→ Exercise directions: Please restate the entries verbatim. The copy should hold no pictures.

== Segment start ==

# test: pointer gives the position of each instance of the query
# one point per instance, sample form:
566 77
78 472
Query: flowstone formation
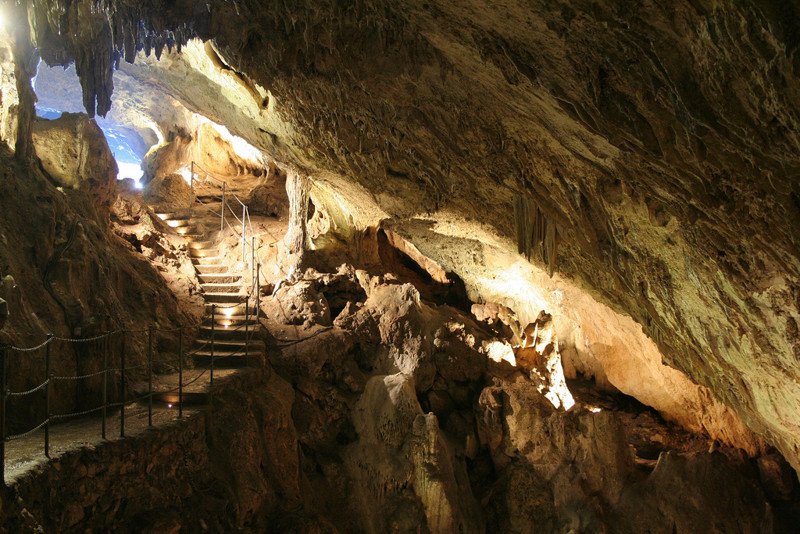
415 416
627 149
507 228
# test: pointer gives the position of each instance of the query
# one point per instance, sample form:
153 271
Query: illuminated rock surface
629 171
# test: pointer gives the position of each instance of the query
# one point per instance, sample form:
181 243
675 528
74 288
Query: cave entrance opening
58 91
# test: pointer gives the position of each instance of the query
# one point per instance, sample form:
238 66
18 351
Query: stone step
227 311
207 255
236 332
203 243
227 345
179 223
174 215
224 298
204 269
219 278
222 287
237 319
227 361
212 200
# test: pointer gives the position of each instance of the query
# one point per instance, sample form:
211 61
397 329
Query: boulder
75 153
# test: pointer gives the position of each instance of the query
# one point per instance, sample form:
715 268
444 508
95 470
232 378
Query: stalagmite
297 189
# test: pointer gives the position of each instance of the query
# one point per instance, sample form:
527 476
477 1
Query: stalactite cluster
537 236
97 35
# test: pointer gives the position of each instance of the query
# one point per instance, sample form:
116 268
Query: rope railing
114 389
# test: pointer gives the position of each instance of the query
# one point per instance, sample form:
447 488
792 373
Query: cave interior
428 266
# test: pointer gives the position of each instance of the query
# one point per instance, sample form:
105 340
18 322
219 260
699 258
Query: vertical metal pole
47 393
258 291
3 354
105 386
246 333
253 263
222 210
244 235
213 331
180 372
150 376
122 386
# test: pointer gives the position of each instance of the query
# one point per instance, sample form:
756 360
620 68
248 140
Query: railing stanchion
3 354
222 210
213 332
105 386
47 393
246 331
257 303
122 386
150 376
244 235
180 372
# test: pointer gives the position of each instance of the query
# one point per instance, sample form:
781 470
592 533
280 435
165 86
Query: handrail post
222 209
257 303
3 393
122 386
150 375
213 332
105 388
180 372
246 333
47 393
244 234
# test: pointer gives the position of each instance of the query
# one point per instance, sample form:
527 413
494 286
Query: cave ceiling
655 144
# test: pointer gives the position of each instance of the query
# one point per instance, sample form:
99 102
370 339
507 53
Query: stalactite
537 236
26 60
297 189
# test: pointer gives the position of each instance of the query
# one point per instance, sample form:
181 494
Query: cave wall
192 473
659 140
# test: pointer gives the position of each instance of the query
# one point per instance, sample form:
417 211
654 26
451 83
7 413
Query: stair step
229 352
228 325
220 278
208 260
206 254
228 310
221 287
229 345
236 332
204 269
174 215
203 243
232 320
227 362
224 297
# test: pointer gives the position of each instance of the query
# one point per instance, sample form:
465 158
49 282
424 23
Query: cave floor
27 453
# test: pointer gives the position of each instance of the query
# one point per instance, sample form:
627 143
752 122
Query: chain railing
106 385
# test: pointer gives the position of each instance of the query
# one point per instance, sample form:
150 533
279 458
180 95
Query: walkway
229 337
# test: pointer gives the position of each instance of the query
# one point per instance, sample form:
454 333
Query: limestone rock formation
663 188
75 153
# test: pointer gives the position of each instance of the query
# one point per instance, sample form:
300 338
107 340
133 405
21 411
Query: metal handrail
124 396
245 221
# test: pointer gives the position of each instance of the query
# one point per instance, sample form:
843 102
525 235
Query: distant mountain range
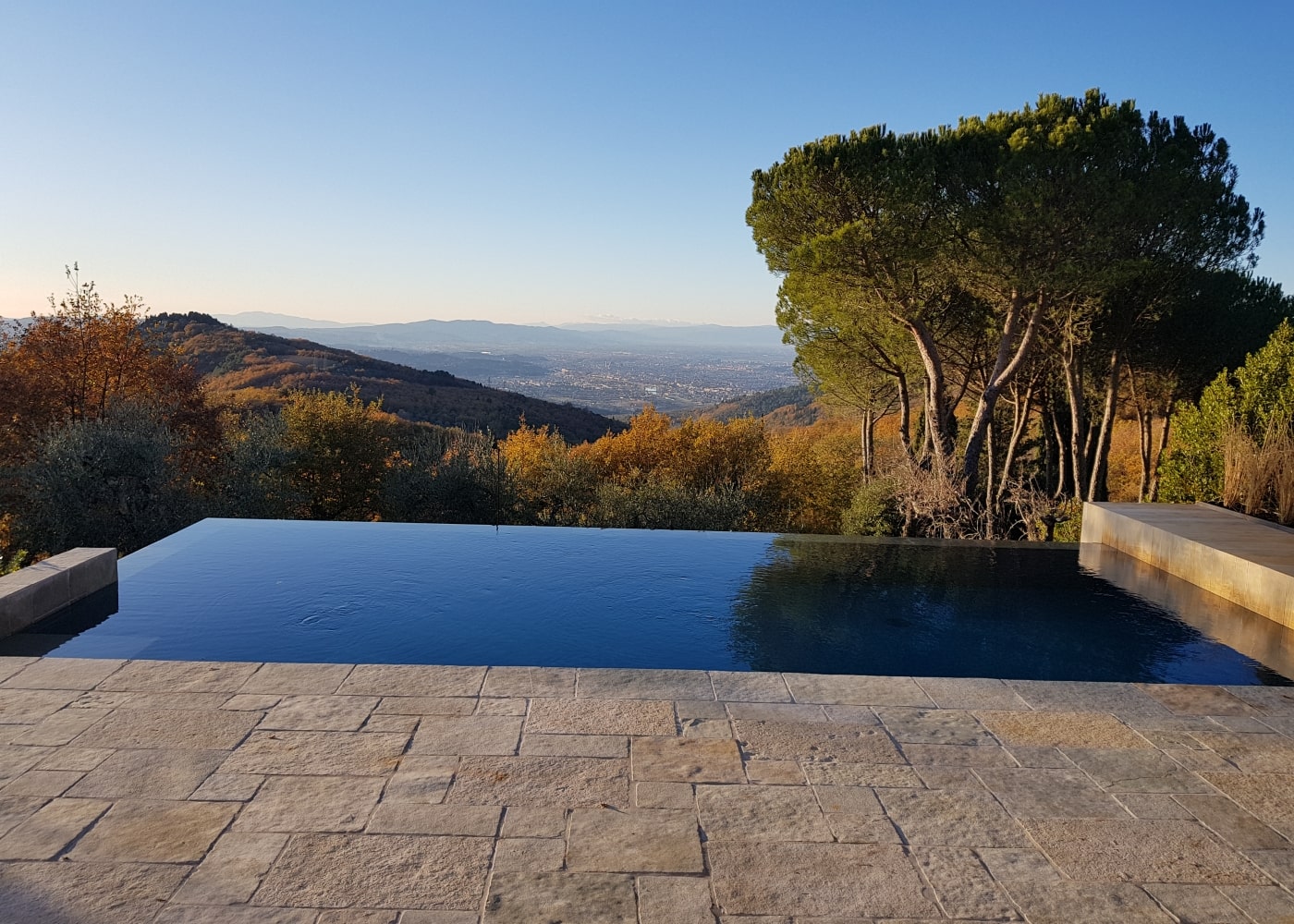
259 369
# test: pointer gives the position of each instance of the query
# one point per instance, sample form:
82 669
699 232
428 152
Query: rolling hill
251 368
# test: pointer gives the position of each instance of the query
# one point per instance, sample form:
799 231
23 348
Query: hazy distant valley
608 368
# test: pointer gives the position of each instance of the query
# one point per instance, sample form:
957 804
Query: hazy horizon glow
533 164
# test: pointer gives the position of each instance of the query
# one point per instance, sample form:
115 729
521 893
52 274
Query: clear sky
534 162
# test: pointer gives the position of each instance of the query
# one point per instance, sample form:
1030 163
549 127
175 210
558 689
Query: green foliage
1248 400
873 511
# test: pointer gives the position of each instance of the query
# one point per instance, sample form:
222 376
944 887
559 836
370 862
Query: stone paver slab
951 818
317 753
963 885
64 673
233 869
576 746
180 677
84 894
624 684
1050 794
468 736
394 871
1147 850
530 682
154 833
1061 729
202 730
413 818
761 813
320 713
411 679
616 840
294 804
297 678
601 717
565 782
686 760
848 690
841 881
45 833
565 897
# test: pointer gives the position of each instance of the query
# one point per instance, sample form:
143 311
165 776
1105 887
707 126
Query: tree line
1008 289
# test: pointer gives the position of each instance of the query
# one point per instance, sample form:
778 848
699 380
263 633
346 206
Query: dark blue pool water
267 590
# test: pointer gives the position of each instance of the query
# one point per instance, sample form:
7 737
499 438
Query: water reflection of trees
951 610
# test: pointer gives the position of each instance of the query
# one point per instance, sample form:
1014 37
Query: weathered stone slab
468 736
392 871
566 782
47 833
232 871
1086 904
838 881
297 678
817 742
180 677
317 753
86 894
951 818
1122 771
149 774
421 779
686 760
1192 904
1087 697
411 679
566 897
521 821
64 673
413 818
675 900
26 707
530 682
528 855
1050 794
1232 823
840 688
761 813
750 686
154 833
615 840
576 746
601 717
970 693
1061 729
621 684
963 885
320 713
201 730
934 726
1188 699
1145 850
311 804
1268 796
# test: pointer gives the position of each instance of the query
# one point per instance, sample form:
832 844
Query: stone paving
288 794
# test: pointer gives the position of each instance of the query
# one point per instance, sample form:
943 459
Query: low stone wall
1239 558
30 594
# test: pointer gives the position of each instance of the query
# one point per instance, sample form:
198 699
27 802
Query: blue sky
533 162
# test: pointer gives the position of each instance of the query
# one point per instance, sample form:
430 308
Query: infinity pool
388 593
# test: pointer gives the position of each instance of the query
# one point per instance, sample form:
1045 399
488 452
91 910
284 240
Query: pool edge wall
1245 561
30 594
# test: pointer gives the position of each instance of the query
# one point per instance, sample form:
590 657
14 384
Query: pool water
272 590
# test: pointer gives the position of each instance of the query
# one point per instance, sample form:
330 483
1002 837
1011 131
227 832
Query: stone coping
30 594
1239 558
297 794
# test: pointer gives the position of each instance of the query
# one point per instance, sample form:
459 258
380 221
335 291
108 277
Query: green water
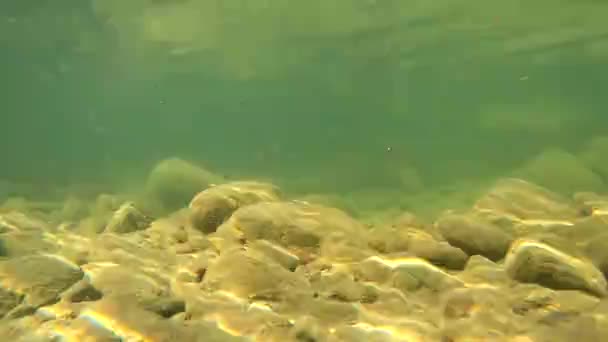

== Segment end ==

→ Reply to the exercise:
# test: pointer gives the position of each instance of the query
# one point per instance, sample form:
566 77
78 472
Query: flowstone formation
415 416
627 149
507 228
# test: pointer gives the position of each instance of the query
# one point per instance, sample form:
153 271
Query: illuminated rock surface
629 171
# test: pointer gives the position of each instance of the query
# one point per instance, sample form:
181 243
675 528
74 288
Query: cave entrance opening
58 91
# test: pointer gives the position of each instance of the query
# one point per instance, sample form:
238 66
18 351
Query: stone step
227 311
207 255
236 332
203 243
227 345
179 223
174 215
224 298
204 269
219 278
222 287
237 319
227 361
212 200
# test: pointer gives the position of each instance of the query
# one point per instance, sample form:
211 61
397 329
Query: boulder
75 153
# test: pointer gives the position of each instance of the query
# one point per instance, sample form:
715 268
444 508
95 470
232 378
Query: stalagmite
297 189
# test: pointer gives the position of each instance of the query
# one point per instance, sample form:
527 476
477 1
Query: stalactite cluster
537 236
97 35
# test: pointer gives the position of each instance of the query
# one point per instance, sample form:
116 268
Query: rope railing
114 389
# test: pointer gives the position of each instance of the query
# one point per instance, sample form:
447 488
792 373
Query: cave interior
428 266
# test: pointer gives the position of each instance of the query
# one point per instance, sample form:
105 340
18 322
219 260
699 258
Query: vertical metal pole
47 393
258 291
3 354
105 386
246 333
253 263
222 210
244 235
213 331
180 372
150 376
122 386
# test: pointer gives the position of each instance of the query
# one point per instance, sample form:
756 360
620 68
248 140
Query: railing stanchion
3 354
222 210
213 332
105 386
47 393
246 331
257 303
122 386
150 376
244 235
180 372
# test: pointer gives the position of each instance of the query
# one point per instance, sample form:
781 470
592 533
280 435
165 86
Query: handrail post
222 209
257 303
3 393
122 386
150 375
213 332
105 388
180 372
246 333
47 393
244 234
# test: pointer gives the position of each instance of the query
# one point per instance, sample form:
527 413
494 286
Query: cave ceiling
655 144
# test: pointer gives the position of each instance of the query
# one point per instance, sample form:
99 102
370 339
507 53
Query: stalactite
537 236
26 60
297 189
# test: pointer gives the position of each instance of the query
# one point per instance, sample form:
181 494
Query: cave wall
192 473
659 140
# test: pointer gives the position of each instance of the query
# one point per instance, sample form:
417 211
654 26
451 83
7 413
Query: stair step
229 352
228 325
220 278
208 260
206 254
228 310
221 287
229 345
236 332
204 269
174 215
203 243
232 320
227 362
224 297
# test: pointer gives the position of each instance of the query
# one point per instance, sample form:
465 158
49 282
424 23
Query: cave floor
27 453
# test: pointer gives the position of each instance of the query
# one point per instance, sample form:
627 143
752 122
Query: chain railing
106 385
# test: pointer gives the position of each instance of the query
# one point per instance, sample form:
150 533
279 458
180 95
Query: walkway
229 337
# test: pointer gives the position of each instance of the query
# one point per instance, sample form:
454 333
Query: limestone rock formation
663 188
75 153
# test: pointer gives the position of each instance of the query
# one point per instance, sample form:
300 338
107 340
133 405
21 411
Query: metal handrail
124 396
245 221
# test: pointer gives the position of each instance of the query
# one point per instance, sample form:
843 102
525 235
Query: distant mountain range
259 369
# test: pointer gives the position of each instance of the query
# one point per instance, sample form:
82 669
699 232
428 152
Query: rolling hill
251 368
# test: pointer gives the position of each instance of the query
# one point per instance, sample form:
799 231
23 348
Query: hazy distant valley
608 368
# test: pointer gives the position of each instance of the query
# one point per instance, sample form:
957 804
Query: hazy horizon glow
533 164
# test: pointer gives the position of each instance of the query
# one point per instance, sample form:
115 729
521 893
52 274
Query: clear sky
534 162
# test: pointer gives the position of each instance of the query
# one point per instance, sample form:
1030 163
549 127
175 210
558 689
Query: green foliage
1248 400
873 511
# test: pointer gives the position of each instance of the query
# one point per instance, sample form:
222 376
944 887
559 836
370 862
Query: stone paver slab
951 818
317 753
963 885
64 673
233 869
576 746
180 677
84 894
624 684
1050 794
468 736
394 871
1147 850
530 682
154 833
1061 729
202 730
413 818
761 813
320 713
411 679
616 840
294 804
297 678
601 717
565 782
686 760
848 690
841 881
45 833
565 897
# test: pointer gives the position of each instance of the query
# one point per instance, sample form:
143 311
165 776
1105 887
707 126
Query: tree line
1008 289
# test: pointer gives the position of each instance of the query
# one point per instance, sample form:
778 848
699 380
263 633
346 206
Query: dark blue pool water
267 590
# test: pointer gives the position of each instance of the query
# one point per instance, sample form:
7 737
499 438
Query: water reflection of trees
951 610
# test: pointer gives the position of each instance of the query
# one point per instance, sample form:
1014 37
Query: weathered stone slab
468 736
392 871
566 782
47 833
232 871
1086 904
838 881
297 678
817 742
180 677
317 753
86 894
951 818
1122 771
149 774
421 779
686 760
1192 904
1087 697
411 679
566 897
521 821
64 673
413 818
675 900
26 707
530 682
528 855
1050 794
1232 823
840 688
761 813
750 686
154 833
615 840
576 746
601 717
970 693
1061 729
621 684
963 885
320 713
201 730
934 726
1188 699
1145 850
311 804
1268 796
# test: pointer gives the position of each instance of the query
# one point per instance, sample form:
832 844
Query: stone paving
288 794
# test: pointer gives the position of each instance of the query
# one point per instance, sample form:
943 459
Query: low stone wall
1239 558
30 594
# test: pointer gives the position of each instance of the query
# one point per instance, sample form:
198 699
27 802
Query: blue sky
533 162
# test: pointer gives the position of each instance of the query
# one point per instance, sample form:
430 308
Query: infinity pool
388 593
# test: pointer gives the position of each instance of the query
# one point per instance, sample form:
1045 399
488 452
91 910
284 240
Query: pool edge wall
1245 561
30 594
# test: pointer gives the position of each instance of the query
# one point per instance, sample form:
590 657
14 384
Query: pool water
272 590
# test: pointer gives the position of each instance of the query
# one point per instance, sample form:
330 483
1002 837
1011 131
227 832
Query: stone coping
30 594
1239 558
297 794
# test: pointer gives the position of each instance of the query
# one point per instance, sample form:
459 258
380 221
335 291
108 277
Query: green water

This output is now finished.